• **Source records**
****************
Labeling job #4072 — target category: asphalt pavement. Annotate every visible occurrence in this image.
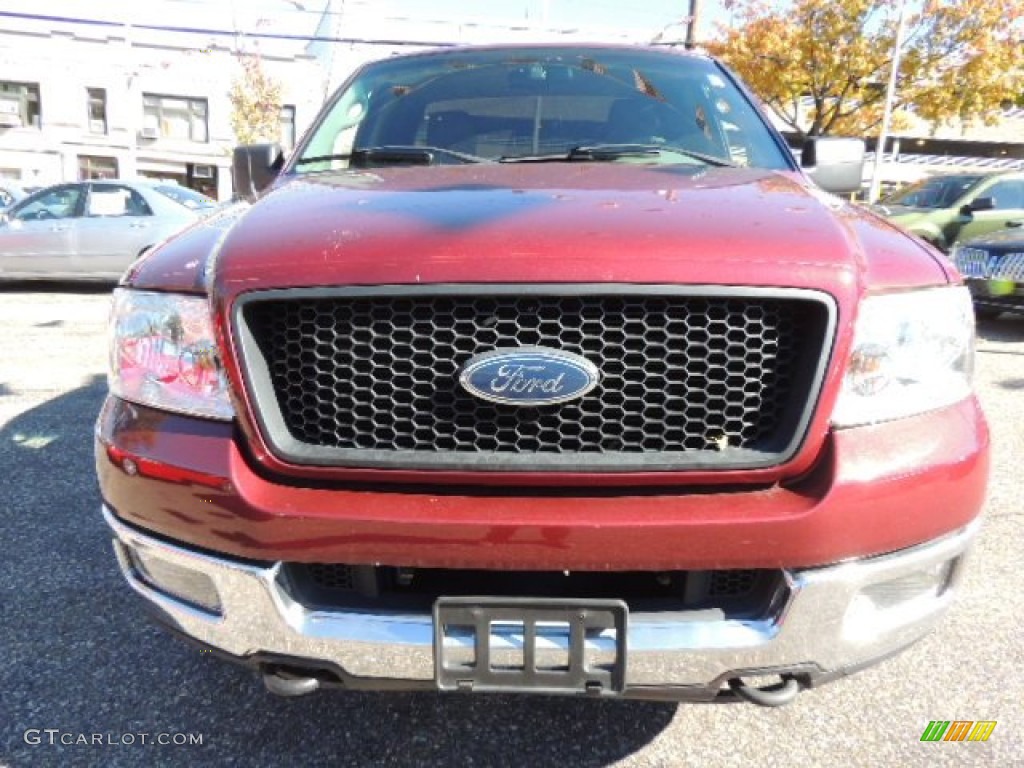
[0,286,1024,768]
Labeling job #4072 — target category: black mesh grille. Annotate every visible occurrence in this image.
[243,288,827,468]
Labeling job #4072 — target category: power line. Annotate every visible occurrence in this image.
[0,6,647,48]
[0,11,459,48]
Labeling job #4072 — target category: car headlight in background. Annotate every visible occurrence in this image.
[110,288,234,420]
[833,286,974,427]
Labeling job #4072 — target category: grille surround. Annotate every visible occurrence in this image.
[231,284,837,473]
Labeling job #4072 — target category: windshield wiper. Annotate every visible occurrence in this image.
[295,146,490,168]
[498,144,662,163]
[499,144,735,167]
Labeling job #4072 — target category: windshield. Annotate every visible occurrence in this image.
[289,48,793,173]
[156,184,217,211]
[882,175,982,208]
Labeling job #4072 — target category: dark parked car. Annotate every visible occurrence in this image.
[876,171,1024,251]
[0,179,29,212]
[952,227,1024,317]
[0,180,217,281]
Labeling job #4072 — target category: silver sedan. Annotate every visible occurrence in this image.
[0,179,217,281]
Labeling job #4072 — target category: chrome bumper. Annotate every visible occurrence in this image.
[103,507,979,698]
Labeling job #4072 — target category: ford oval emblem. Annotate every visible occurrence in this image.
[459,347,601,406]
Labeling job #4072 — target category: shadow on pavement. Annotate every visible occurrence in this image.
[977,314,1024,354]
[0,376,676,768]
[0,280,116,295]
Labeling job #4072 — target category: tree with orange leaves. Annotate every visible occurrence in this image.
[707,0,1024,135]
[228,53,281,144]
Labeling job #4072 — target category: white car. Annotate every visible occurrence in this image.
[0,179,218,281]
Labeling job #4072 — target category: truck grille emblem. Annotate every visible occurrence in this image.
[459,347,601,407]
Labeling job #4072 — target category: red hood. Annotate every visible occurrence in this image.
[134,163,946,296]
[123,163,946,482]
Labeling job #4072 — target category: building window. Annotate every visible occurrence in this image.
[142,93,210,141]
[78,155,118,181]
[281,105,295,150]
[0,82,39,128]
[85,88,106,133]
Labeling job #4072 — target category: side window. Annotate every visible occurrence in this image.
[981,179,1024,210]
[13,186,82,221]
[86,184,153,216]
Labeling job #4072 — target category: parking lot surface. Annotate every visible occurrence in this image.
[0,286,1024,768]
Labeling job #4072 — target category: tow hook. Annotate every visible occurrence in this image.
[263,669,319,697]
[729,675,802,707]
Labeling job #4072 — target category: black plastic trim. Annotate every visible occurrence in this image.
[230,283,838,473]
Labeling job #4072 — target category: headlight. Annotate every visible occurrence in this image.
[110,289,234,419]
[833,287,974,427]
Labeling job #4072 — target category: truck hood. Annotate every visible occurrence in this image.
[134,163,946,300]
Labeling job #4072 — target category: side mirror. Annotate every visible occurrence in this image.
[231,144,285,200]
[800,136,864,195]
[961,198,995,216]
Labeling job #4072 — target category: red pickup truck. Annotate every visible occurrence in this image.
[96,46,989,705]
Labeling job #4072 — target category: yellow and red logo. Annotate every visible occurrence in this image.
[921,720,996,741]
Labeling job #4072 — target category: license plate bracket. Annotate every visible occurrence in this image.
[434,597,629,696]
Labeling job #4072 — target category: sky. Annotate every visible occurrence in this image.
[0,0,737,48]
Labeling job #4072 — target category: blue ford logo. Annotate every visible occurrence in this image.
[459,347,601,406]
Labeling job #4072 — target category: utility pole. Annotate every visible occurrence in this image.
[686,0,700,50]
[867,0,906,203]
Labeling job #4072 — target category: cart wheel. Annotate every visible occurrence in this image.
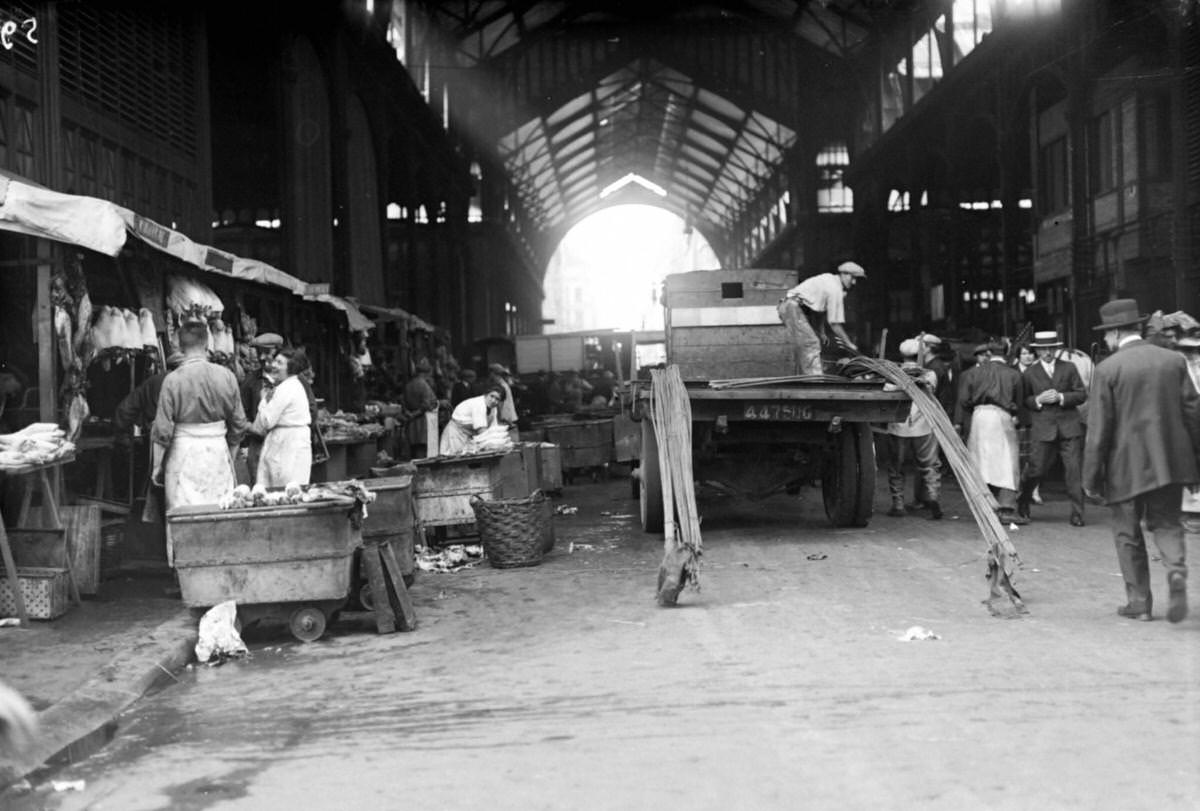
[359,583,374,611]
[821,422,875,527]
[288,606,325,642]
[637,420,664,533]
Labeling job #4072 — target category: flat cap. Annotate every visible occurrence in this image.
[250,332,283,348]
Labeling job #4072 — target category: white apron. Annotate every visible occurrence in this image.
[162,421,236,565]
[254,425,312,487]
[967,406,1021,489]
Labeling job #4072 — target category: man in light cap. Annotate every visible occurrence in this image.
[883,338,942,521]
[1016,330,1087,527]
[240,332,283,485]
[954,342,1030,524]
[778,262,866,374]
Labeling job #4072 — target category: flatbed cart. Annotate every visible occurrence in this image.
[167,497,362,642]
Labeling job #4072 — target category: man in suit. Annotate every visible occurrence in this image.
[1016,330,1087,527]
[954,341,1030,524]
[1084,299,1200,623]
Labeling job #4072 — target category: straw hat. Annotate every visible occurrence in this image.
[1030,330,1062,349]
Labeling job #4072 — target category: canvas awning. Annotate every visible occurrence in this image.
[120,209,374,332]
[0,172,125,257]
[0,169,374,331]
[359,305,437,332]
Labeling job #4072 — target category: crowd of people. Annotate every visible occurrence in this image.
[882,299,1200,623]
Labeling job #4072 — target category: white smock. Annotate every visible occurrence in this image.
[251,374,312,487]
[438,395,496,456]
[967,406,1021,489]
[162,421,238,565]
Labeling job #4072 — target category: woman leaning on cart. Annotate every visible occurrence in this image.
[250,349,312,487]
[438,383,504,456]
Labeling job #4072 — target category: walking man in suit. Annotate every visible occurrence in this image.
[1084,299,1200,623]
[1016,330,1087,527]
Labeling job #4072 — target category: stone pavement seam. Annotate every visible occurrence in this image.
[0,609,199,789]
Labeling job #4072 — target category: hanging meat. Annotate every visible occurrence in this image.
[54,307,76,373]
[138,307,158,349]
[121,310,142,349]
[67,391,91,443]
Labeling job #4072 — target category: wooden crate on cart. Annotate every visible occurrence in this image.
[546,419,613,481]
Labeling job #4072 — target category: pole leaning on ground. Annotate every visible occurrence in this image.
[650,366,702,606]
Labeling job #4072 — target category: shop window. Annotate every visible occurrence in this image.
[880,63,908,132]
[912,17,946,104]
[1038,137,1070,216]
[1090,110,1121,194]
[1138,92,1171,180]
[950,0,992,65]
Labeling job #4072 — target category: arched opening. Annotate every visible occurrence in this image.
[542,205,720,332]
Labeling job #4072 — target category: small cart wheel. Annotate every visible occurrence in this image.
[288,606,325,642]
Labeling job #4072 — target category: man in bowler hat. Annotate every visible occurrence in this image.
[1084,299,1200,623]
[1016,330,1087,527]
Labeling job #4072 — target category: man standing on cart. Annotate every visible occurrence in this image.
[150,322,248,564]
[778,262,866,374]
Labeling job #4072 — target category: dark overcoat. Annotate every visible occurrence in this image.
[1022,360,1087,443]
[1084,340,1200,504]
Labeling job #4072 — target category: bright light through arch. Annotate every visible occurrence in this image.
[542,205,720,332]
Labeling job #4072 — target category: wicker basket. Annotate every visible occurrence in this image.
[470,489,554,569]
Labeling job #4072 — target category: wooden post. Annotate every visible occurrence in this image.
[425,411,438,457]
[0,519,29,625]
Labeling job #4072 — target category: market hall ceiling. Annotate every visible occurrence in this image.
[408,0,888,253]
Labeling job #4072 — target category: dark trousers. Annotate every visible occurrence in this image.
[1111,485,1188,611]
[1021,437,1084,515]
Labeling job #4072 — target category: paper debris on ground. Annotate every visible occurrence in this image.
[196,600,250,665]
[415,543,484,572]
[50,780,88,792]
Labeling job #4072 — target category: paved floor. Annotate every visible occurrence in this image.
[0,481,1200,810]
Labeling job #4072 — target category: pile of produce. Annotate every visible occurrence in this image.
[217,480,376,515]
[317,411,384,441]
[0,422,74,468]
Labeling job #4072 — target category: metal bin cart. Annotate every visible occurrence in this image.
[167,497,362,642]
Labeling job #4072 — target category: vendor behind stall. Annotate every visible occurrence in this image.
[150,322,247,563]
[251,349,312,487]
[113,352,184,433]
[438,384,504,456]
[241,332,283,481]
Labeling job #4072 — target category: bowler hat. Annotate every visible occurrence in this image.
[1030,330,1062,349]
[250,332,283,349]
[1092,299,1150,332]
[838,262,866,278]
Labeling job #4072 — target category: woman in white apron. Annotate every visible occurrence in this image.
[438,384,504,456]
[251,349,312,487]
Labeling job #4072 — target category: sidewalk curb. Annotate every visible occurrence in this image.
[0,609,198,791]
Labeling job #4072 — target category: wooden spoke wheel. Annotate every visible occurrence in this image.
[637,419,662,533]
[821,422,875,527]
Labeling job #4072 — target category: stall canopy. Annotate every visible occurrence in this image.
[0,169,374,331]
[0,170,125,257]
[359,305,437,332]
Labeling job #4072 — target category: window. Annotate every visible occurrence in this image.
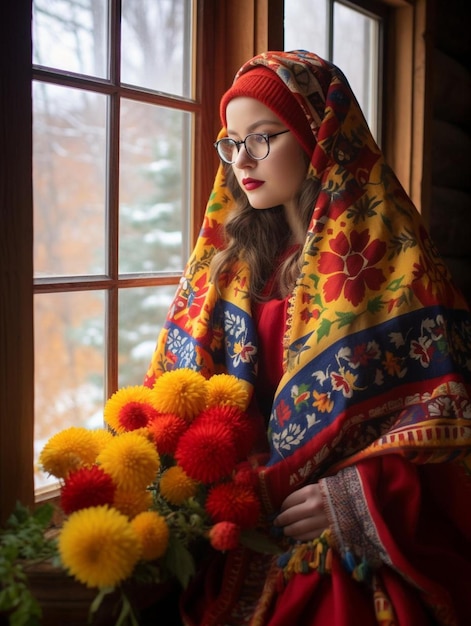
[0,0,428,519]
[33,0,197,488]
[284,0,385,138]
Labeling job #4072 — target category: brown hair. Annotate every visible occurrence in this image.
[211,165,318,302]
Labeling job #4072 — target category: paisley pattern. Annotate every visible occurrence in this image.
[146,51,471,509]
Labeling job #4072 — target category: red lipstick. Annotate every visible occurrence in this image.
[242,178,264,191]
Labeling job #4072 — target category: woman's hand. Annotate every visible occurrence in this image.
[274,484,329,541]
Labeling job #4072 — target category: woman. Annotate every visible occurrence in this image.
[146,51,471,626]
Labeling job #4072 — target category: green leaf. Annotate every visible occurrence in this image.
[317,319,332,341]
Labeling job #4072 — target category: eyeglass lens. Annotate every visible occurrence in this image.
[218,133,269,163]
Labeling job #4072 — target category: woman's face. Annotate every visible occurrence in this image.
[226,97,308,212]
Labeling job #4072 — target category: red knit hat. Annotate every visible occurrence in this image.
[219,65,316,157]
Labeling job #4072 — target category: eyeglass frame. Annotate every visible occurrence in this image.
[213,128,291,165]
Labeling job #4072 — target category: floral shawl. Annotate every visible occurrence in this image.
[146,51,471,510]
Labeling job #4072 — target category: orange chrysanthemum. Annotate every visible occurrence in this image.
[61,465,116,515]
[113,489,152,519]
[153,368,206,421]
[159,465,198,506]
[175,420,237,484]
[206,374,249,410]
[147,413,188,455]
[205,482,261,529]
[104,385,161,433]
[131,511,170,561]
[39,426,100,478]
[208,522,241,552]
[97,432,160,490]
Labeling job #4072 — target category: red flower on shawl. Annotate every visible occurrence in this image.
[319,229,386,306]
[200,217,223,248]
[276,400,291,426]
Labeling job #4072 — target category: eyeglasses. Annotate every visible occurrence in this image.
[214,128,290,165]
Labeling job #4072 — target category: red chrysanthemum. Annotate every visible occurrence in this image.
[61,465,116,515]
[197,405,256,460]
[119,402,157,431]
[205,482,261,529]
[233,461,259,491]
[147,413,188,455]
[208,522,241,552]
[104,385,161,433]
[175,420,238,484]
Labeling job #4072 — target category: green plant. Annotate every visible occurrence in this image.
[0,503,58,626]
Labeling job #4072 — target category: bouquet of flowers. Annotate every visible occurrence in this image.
****************
• **Required task**
Reproduce the lines of the data word for word, starting with the line that contains "Labeling job #4072 — target category: window." and going on through the line that contains "[146,51,471,510]", both included. Leave the pictures out of your answer.

• **Answer to this problem**
Labeling job #4072 — target category: window. Annotate every visible occurrence in this image.
[0,0,428,519]
[33,0,197,488]
[284,0,385,138]
Labeling job #4072 — target category: brown hair. Annotate every visible occurrence in this image.
[211,165,318,302]
Labeling job #4072 — target category: paisley pattern. Annotate every visible occurrence in this image.
[146,51,471,509]
Labeling job #4072 — target category: red lipstick. Annotate every visible occurrence in this image.
[242,178,264,191]
Labeling job #4072 — target category: woman's hand. Annotate every visible occurrence in this image.
[274,484,329,541]
Labeling job #4072 — target category: woman. Annotate every visible occurrence in this image.
[146,51,471,626]
Labeling job #4072 — target category: green leaf. Annotate every visible occurrence in this image.
[317,319,332,341]
Labeling job #4072 — target category: eyeglass lens. Annotate every visible occurrence in this image.
[218,133,269,163]
Labeling job #4072 — target category: woman's face. Annotate every visible occurrence in this image.
[226,97,308,212]
Labeling job #4072 — target category: red knit hat. Annotate every visible occurrence in this image.
[219,65,316,157]
Labeling job #4072 — target category: eyeglass frame. Annotate every visible occurrence in this image.
[213,128,291,165]
Labeling job #4072 — target category: floral shawl. Annotate every visible occurrence in this image.
[146,51,471,510]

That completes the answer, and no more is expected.